***** PAGE EXCERPT
The very concept of Sharon, architect of many of the post-1967 settlements, selling their evacuation to members of his Likud party would be momentous.
On the one hand, Sharon is trying to accommodate far-right demands by preserving Hebron, despite the continual friction with local Palestinian residents there and the fact that few Israelis dare step foot in the city. But on the other, upon his departure for the US, Sharon ordered the evacuation of five illegal settlement outpost in the West Bank. The move is aimed, in part, at showing the US and the Palestinians that Israel is prepared to take control of settlements and dismantle them if necessary.
But Palestinian leaders are not encouraged by the gesture. Palestinian Prime Minister Ahmed Qurei said the Bush administration should not give Israel any assurances that would contradict US promises to support the creation of a Palestinian state.
"If anyone needs assurances, it's the Palestinians, not Israel," said Mr. Qurei. "We warn ... that there should not be promises made at the expense of our issues."
The settlements that would stay in place under Sharon's proposed plan are home to approximately 92,000 of the 220,000 Israeli settlers in the West Bank and Gaza Strip. Dror Etkes, the head of Peace Now's Settlement Watch team, says that Sharon is aiming to give the Palestinians control of no more than 50 to 60 percent of the West Bank. That contrasts with earlier plans - as part of the Oslo Peace Accords reached over a decade ago - for more than 90 percent of the West Bank to come under the Palestinian Authority.
Further, the blocs of territory to be annexed, argues the Israeli left-wing group Peace Now, will stand in the way of leaving the Palestinians a contiguous piece of land on which to build a state.
"Sharon is not willing to give up Ariel, which is in the heart of the West Bank and if it remains, there will be no accord with the Palestinians," says Mr. Etkes. "Sharon will say it's only 7 percent, but you have to look which seven percent. It's a 7 percent which will make a mockery of a Palestinian state, because there will be no territorial continuity between them."
**********
***** DATA RECORDS
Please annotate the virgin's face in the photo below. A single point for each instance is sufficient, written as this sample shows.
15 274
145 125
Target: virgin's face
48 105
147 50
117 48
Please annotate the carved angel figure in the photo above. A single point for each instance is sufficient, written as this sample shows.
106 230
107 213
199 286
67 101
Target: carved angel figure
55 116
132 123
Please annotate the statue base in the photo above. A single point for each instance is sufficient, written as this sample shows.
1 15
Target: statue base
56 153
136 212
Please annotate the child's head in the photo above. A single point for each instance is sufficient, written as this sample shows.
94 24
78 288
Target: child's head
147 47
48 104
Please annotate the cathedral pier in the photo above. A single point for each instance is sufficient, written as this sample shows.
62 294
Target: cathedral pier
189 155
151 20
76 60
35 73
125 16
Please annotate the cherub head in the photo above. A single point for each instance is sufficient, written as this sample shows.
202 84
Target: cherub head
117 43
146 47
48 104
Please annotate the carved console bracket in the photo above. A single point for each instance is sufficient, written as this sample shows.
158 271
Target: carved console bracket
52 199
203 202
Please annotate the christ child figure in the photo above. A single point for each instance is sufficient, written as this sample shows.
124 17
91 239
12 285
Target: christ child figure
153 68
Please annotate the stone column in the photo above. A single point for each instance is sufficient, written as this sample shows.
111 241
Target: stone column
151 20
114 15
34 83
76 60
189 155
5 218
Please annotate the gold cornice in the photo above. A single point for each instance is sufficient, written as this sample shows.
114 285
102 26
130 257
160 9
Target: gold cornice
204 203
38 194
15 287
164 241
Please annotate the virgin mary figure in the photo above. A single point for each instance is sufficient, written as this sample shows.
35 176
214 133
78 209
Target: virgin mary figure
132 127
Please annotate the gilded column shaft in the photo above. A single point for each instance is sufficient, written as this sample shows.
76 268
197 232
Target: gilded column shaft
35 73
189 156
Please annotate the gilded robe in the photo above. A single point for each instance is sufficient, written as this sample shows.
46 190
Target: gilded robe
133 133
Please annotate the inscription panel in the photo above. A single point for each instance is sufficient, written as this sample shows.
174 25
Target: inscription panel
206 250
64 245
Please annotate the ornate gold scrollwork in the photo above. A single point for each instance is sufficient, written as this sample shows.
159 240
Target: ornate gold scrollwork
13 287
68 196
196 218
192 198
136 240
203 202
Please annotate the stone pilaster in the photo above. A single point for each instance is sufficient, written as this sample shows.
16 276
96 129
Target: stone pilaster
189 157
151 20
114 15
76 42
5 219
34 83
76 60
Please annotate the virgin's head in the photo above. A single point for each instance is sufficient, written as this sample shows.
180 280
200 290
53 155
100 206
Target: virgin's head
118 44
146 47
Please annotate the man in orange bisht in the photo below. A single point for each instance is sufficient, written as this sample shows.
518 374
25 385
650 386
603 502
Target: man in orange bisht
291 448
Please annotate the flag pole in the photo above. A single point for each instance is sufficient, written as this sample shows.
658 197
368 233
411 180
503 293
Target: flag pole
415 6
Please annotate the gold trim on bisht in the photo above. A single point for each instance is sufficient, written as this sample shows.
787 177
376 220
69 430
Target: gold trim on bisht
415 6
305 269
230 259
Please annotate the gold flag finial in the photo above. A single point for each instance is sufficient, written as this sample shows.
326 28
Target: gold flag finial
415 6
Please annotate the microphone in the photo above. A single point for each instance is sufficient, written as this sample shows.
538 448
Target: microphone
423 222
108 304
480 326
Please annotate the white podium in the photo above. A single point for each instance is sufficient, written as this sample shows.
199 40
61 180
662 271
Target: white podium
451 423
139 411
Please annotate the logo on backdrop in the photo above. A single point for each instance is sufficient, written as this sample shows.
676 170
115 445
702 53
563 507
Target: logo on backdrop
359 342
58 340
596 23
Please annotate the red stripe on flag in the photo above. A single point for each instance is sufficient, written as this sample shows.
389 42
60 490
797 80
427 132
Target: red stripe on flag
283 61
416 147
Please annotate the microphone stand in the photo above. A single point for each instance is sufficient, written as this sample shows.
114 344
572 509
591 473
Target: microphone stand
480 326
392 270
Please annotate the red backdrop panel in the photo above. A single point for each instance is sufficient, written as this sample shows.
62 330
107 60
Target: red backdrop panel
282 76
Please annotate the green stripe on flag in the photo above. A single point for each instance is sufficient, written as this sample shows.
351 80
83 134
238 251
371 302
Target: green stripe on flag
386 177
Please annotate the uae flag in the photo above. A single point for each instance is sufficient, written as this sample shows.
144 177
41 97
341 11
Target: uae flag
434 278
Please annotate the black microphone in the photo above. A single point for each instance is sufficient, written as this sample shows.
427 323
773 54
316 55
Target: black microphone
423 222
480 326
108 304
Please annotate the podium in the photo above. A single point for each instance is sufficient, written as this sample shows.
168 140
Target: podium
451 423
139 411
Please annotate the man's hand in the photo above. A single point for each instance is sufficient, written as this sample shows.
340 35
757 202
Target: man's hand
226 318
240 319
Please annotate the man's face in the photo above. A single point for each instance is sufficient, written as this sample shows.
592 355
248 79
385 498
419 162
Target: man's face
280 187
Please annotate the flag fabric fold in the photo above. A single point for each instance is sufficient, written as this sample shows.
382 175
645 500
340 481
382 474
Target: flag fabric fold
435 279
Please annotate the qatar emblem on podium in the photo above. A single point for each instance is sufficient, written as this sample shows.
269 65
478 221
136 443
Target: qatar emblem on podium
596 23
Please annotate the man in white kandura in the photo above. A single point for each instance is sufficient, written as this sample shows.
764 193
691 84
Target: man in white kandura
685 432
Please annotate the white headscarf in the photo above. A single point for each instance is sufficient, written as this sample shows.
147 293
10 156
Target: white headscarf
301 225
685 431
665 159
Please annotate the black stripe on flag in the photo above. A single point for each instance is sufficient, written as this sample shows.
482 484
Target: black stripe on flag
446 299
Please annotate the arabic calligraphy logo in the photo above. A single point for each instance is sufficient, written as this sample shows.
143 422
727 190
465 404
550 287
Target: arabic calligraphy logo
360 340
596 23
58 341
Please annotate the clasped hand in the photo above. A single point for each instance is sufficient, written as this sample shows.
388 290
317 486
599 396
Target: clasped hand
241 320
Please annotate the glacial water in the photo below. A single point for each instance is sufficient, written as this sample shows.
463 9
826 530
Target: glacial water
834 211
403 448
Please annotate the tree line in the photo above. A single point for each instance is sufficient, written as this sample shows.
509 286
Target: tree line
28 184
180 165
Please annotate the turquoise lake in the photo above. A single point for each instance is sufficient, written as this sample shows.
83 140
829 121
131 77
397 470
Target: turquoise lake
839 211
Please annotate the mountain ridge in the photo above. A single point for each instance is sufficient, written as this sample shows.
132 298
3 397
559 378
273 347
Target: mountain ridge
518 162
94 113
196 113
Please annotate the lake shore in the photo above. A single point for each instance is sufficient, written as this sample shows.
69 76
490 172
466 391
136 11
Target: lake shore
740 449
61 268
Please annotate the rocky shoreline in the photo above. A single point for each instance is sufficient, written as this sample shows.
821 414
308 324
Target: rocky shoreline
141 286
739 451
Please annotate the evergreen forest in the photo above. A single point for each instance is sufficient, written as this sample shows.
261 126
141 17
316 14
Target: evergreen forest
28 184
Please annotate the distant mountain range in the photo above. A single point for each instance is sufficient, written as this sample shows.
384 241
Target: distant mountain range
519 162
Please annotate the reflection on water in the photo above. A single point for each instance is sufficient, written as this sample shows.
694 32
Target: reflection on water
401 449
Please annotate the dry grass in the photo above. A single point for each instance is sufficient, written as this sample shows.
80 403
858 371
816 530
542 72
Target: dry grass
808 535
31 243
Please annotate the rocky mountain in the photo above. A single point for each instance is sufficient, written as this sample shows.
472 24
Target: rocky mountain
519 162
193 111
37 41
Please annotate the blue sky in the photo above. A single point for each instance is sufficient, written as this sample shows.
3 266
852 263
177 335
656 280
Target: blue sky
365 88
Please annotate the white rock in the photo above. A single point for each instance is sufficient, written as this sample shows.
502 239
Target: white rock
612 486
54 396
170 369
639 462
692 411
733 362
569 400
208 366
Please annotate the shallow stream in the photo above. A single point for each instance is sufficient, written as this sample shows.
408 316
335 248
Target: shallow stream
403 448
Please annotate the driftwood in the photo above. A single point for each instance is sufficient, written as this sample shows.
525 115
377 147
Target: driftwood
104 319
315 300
**********
→ **TO DO**
• 1. In the article about Sharon's settlement plan, how many Israeli settlers live in the settlements that would stay in place?
• 2. Reproduce word for word the part of the article about Sharon's settlement plan that begins at the words "The very concept" and stops after "them if necessary.".

→ **RESULTS BY TASK**
• 1. Approximately 92,000 of the 220,000 Israeli settlers in the West Bank and Gaza Strip.

• 2.
The very concept of Sharon, architect of many of the post-1967 settlements, selling their evacuation to members of his Likud party would be momentous.
On the one hand, Sharon is trying to accommodate far-right demands by preserving Hebron, despite the continual friction with local Palestinian residents there and the fact that few Israelis dare step foot in the city. But on the other, upon his departure for the US, Sharon ordered the evacuation of five illegal settlement outpost in the West Bank. The move is aimed, in part, at showing the US and the Palestinians that Israel is prepared to take control of settlements and dismantle them if necessary.